[[ Extracted material, beginning ]]

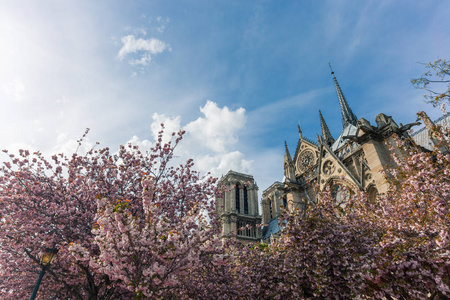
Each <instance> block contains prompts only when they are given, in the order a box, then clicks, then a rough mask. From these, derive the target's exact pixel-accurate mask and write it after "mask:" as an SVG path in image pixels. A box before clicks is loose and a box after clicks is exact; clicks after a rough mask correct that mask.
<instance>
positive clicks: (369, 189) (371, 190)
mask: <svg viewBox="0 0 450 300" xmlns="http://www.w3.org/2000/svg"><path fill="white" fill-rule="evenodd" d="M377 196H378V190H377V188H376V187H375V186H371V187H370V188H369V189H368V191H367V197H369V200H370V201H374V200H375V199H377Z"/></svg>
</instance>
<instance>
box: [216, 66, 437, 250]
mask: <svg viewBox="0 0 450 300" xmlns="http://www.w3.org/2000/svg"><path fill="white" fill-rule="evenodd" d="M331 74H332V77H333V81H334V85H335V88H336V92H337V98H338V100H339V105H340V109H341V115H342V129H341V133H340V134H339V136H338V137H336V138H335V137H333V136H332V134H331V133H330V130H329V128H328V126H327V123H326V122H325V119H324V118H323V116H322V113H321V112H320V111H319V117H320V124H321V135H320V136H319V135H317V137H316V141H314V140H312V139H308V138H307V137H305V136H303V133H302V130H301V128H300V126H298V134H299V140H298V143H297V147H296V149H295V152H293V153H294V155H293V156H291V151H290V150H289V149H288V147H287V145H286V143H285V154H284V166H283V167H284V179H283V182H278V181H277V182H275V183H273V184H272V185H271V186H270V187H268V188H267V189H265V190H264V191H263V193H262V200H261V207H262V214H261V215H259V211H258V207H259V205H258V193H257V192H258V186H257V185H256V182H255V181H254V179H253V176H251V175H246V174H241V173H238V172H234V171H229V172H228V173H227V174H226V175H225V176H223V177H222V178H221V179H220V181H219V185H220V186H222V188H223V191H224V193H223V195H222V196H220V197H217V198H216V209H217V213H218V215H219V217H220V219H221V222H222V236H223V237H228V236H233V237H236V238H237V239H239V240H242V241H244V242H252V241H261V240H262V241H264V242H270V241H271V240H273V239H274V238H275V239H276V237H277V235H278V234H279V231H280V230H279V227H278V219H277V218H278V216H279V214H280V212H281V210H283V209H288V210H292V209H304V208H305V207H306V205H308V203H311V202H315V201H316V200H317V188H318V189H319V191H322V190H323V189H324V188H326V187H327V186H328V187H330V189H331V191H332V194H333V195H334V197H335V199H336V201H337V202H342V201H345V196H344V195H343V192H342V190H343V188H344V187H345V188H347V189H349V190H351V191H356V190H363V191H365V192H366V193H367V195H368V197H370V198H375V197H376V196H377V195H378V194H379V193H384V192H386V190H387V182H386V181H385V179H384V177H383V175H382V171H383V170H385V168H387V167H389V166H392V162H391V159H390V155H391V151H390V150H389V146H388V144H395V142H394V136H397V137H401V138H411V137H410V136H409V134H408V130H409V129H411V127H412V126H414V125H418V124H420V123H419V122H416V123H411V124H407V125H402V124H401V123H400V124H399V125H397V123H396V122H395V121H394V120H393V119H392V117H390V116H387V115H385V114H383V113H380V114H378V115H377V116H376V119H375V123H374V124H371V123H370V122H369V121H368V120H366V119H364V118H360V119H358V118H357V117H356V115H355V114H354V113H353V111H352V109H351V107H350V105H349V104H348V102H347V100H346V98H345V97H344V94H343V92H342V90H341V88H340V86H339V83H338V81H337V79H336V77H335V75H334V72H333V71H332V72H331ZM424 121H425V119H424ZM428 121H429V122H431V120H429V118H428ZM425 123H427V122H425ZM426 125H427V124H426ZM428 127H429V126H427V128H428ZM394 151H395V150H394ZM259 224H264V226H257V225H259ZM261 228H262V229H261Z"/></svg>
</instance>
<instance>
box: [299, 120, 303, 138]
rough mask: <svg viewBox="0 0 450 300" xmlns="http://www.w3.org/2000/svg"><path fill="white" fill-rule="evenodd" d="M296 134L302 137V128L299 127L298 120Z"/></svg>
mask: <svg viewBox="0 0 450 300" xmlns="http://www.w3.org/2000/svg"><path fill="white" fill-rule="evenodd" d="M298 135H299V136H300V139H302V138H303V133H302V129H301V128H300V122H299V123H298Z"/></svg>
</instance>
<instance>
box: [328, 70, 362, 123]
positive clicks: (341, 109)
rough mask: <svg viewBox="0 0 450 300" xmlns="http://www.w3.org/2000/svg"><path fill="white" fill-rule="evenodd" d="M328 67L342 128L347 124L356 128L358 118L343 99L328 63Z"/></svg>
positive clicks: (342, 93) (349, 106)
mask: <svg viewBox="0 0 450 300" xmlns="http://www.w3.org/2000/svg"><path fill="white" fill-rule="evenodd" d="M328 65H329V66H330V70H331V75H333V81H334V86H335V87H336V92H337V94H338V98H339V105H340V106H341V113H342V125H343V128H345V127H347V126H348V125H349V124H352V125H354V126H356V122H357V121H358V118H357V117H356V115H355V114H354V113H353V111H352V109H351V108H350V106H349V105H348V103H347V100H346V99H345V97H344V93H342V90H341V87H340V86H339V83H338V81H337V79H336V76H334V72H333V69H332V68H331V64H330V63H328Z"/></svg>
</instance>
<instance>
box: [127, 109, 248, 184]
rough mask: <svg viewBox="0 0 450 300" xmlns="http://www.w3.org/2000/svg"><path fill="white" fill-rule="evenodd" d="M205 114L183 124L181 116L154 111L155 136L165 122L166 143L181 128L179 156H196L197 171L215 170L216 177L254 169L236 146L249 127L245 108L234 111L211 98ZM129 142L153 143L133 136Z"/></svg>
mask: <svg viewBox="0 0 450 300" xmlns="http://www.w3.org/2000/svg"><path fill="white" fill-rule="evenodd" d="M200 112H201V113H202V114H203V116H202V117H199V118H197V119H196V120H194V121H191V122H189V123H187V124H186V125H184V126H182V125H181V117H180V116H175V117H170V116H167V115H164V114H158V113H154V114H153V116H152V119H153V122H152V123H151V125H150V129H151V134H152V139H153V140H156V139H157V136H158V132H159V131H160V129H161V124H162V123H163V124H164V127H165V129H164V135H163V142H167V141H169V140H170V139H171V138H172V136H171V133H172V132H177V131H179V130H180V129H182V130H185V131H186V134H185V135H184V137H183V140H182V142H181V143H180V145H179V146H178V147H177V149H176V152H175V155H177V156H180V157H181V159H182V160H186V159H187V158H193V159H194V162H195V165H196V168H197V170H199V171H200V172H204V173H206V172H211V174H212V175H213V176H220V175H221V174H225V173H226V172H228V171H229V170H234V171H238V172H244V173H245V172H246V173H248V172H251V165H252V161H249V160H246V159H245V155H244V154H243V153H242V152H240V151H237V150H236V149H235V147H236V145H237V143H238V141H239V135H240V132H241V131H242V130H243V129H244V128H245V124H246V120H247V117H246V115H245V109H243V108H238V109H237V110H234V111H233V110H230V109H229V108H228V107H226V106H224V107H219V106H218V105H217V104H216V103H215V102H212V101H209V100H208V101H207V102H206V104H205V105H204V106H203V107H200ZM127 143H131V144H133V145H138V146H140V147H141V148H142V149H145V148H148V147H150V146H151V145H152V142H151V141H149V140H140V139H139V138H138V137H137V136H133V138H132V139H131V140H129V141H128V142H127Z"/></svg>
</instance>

[[ Extracted material, end ]]

Task prompt => Rewrite all the entries above, replacing every occurrence of "rough mask" with "coarse mask" and changing nothing else. Omit the picture from your output.

Result below =>
Each <instance> block contains prompts only when they are given, in the order a box, then clicks, then a coarse mask. From these, derive the target's exact pixel-accurate mask and write it after "mask:" as an SVG path in image pixels. A box before clicks is loose and a box after clicks is exact; clicks after a coarse mask correct that mask.
<instance>
positive clicks: (369, 189) (371, 190)
mask: <svg viewBox="0 0 450 300" xmlns="http://www.w3.org/2000/svg"><path fill="white" fill-rule="evenodd" d="M377 196H378V190H377V188H376V187H375V186H371V187H370V188H369V189H368V191H367V197H369V200H370V201H374V200H375V199H377Z"/></svg>
</instance>
<instance>
box: [216, 66, 437, 250]
mask: <svg viewBox="0 0 450 300" xmlns="http://www.w3.org/2000/svg"><path fill="white" fill-rule="evenodd" d="M331 74H332V77H333V81H334V85H335V88H336V92H337V98H338V100H339V105H340V109H341V115H342V129H341V133H340V134H339V136H338V137H336V138H335V137H333V136H332V134H331V133H330V130H329V128H328V126H327V123H326V122H325V119H324V118H323V116H322V113H321V112H320V111H319V117H320V124H321V135H320V136H319V135H317V137H316V141H314V140H312V139H308V138H307V137H305V136H303V133H302V130H301V128H300V126H298V134H299V140H298V143H297V147H296V149H295V152H293V153H294V155H293V156H291V151H290V150H289V149H288V147H287V145H286V143H285V154H284V166H283V167H284V179H283V182H278V181H277V182H275V183H273V184H272V185H271V186H270V187H268V188H267V189H265V190H264V191H263V193H262V200H261V207H262V214H261V215H259V211H258V207H259V205H258V193H257V192H258V186H257V185H256V182H255V181H254V179H253V176H251V175H246V174H241V173H238V172H234V171H229V172H228V173H227V174H226V175H225V176H223V177H222V178H221V179H220V181H219V185H220V186H222V188H223V191H224V193H223V195H222V196H220V197H217V198H216V209H217V213H218V215H219V217H220V219H221V222H222V236H223V237H228V236H233V237H236V238H237V239H239V240H242V241H244V242H252V241H261V240H262V241H264V242H270V241H271V240H273V239H274V238H275V239H276V237H277V235H278V234H279V231H280V230H279V227H278V219H277V218H278V216H279V214H280V212H281V210H283V209H288V210H292V209H304V208H305V207H306V205H308V203H311V202H315V201H316V200H317V188H318V189H319V191H322V190H323V189H324V188H326V187H327V186H328V187H330V189H331V191H332V194H333V195H334V197H335V199H336V201H337V202H342V201H345V196H344V195H343V192H342V190H343V188H344V187H345V188H347V189H349V190H351V191H356V190H363V191H365V192H366V193H367V195H368V197H370V198H375V197H376V196H377V195H378V194H379V193H384V192H386V190H387V182H386V181H385V179H384V177H383V175H382V171H383V170H385V168H387V167H389V166H392V162H391V159H390V155H391V151H390V150H389V146H388V144H395V142H394V136H397V137H401V138H411V137H410V136H409V134H408V130H409V129H411V127H412V126H414V125H418V124H420V123H419V122H416V123H411V124H407V125H402V124H401V123H400V124H399V125H397V123H396V122H395V121H394V120H393V119H392V117H390V116H387V115H385V114H383V113H380V114H378V115H377V116H376V119H375V123H374V124H371V123H370V122H369V121H368V120H366V119H364V118H360V119H358V118H357V117H356V115H355V114H354V113H353V111H352V109H351V107H350V105H349V104H348V102H347V100H346V98H345V97H344V94H343V92H342V90H341V88H340V86H339V83H338V81H337V79H336V77H335V75H334V72H333V71H332V72H331ZM424 121H425V119H424ZM428 121H429V122H431V120H429V118H428ZM425 123H427V122H425ZM426 125H427V124H426ZM428 127H429V126H427V128H428ZM394 151H395V150H394ZM259 224H264V226H257V225H259ZM261 228H262V229H261Z"/></svg>
</instance>
<instance>
box: [299, 120, 303, 138]
coarse mask: <svg viewBox="0 0 450 300" xmlns="http://www.w3.org/2000/svg"><path fill="white" fill-rule="evenodd" d="M296 134L302 137V128L299 127L298 120Z"/></svg>
mask: <svg viewBox="0 0 450 300" xmlns="http://www.w3.org/2000/svg"><path fill="white" fill-rule="evenodd" d="M298 135H299V136H300V139H302V138H303V133H302V129H301V128H300V122H299V123H298Z"/></svg>
</instance>
<instance>
box: [328, 70, 362, 123]
positive clicks: (341, 109)
coarse mask: <svg viewBox="0 0 450 300" xmlns="http://www.w3.org/2000/svg"><path fill="white" fill-rule="evenodd" d="M328 67L342 128L347 124L356 128L358 118L343 99L328 63Z"/></svg>
positive clicks: (342, 93) (349, 106)
mask: <svg viewBox="0 0 450 300" xmlns="http://www.w3.org/2000/svg"><path fill="white" fill-rule="evenodd" d="M328 65H329V66H330V70H331V75H333V81H334V86H335V87H336V92H337V94H338V98H339V105H340V106H341V113H342V125H343V128H345V127H347V126H348V125H349V124H352V125H354V126H356V122H357V121H358V118H357V117H356V115H355V114H354V113H353V111H352V109H351V108H350V106H349V105H348V103H347V100H346V99H345V97H344V93H342V90H341V87H340V86H339V83H338V81H337V79H336V76H334V72H333V69H332V68H331V64H330V63H328Z"/></svg>
</instance>
<instance>
box: [127, 109, 248, 184]
coarse mask: <svg viewBox="0 0 450 300" xmlns="http://www.w3.org/2000/svg"><path fill="white" fill-rule="evenodd" d="M205 114L183 124L181 116L154 111L155 136L165 122L166 143L181 128L179 156H196L197 171L215 170L216 177L254 169L236 146L249 127L245 108L234 111L211 98ZM129 142L153 143L133 136Z"/></svg>
mask: <svg viewBox="0 0 450 300" xmlns="http://www.w3.org/2000/svg"><path fill="white" fill-rule="evenodd" d="M200 112H201V113H202V114H203V116H202V117H199V118H197V119H196V120H194V121H191V122H189V123H187V124H186V125H184V126H182V125H181V117H180V116H175V117H170V116H167V115H164V114H158V113H154V114H153V116H152V119H153V122H152V123H151V125H150V129H151V134H152V139H153V140H156V139H157V136H158V132H159V131H160V129H161V124H162V123H163V124H164V127H165V129H164V135H163V142H167V141H169V140H170V139H171V138H172V136H171V133H172V132H177V131H179V130H180V129H182V130H185V131H186V134H185V135H184V137H183V140H182V142H181V143H180V145H179V146H178V147H177V149H176V152H175V155H177V156H180V157H181V159H182V160H186V159H187V158H193V159H194V162H195V165H196V168H197V170H199V171H200V172H204V173H206V172H211V174H212V175H213V176H220V175H221V174H225V173H226V172H228V171H229V170H234V171H238V172H244V173H245V172H246V173H248V172H251V165H252V161H249V160H246V159H245V155H244V154H243V153H242V152H240V151H237V150H236V149H235V147H236V145H237V143H238V141H239V135H240V132H241V131H242V130H243V129H244V128H245V124H246V120H247V117H246V115H245V109H243V108H238V109H237V110H234V111H233V110H230V109H229V108H228V107H226V106H224V107H219V106H218V105H217V104H216V103H215V102H212V101H209V100H208V101H207V102H206V104H205V105H204V106H203V107H200ZM127 143H131V144H133V145H138V146H140V147H141V148H142V149H145V148H148V147H150V146H151V145H152V142H151V141H149V140H140V139H139V138H138V137H137V136H133V138H132V139H131V140H129V141H128V142H127Z"/></svg>
</instance>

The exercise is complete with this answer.